AVAILABLE RECORDS:

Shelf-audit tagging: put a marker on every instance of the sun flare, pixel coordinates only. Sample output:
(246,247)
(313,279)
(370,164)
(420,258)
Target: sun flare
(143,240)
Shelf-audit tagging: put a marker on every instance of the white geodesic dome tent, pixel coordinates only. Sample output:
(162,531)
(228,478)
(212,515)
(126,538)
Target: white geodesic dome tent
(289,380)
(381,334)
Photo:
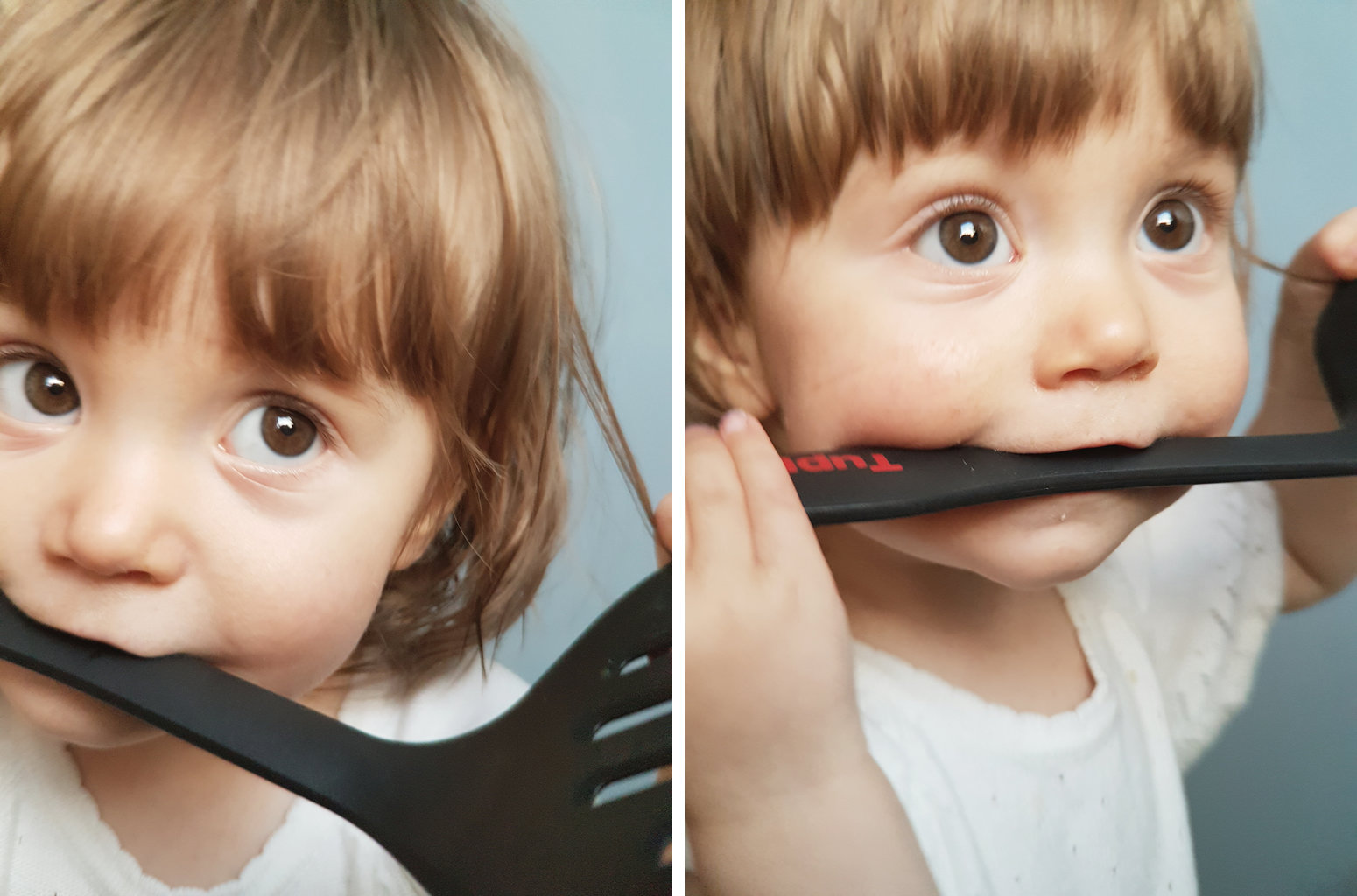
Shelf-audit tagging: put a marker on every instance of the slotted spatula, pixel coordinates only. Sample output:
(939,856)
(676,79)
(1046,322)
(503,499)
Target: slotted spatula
(506,809)
(865,484)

PROBLEM TO SOLVE:
Where does the word "output" occur in the data? Copy every line that has it.

SOLUTION:
Shelf-audit tagging: put a marker on every instance of the sun flare, pixel coordinates only. Sample output:
Shelf-audit tagging: put a marker on every instance of the white geodesic dome tent, pixel coordinates only. Sample output:
Shelf-audit tagging: put a marker on every instance of the slotted spatula, pixel coordinates only. Sample output:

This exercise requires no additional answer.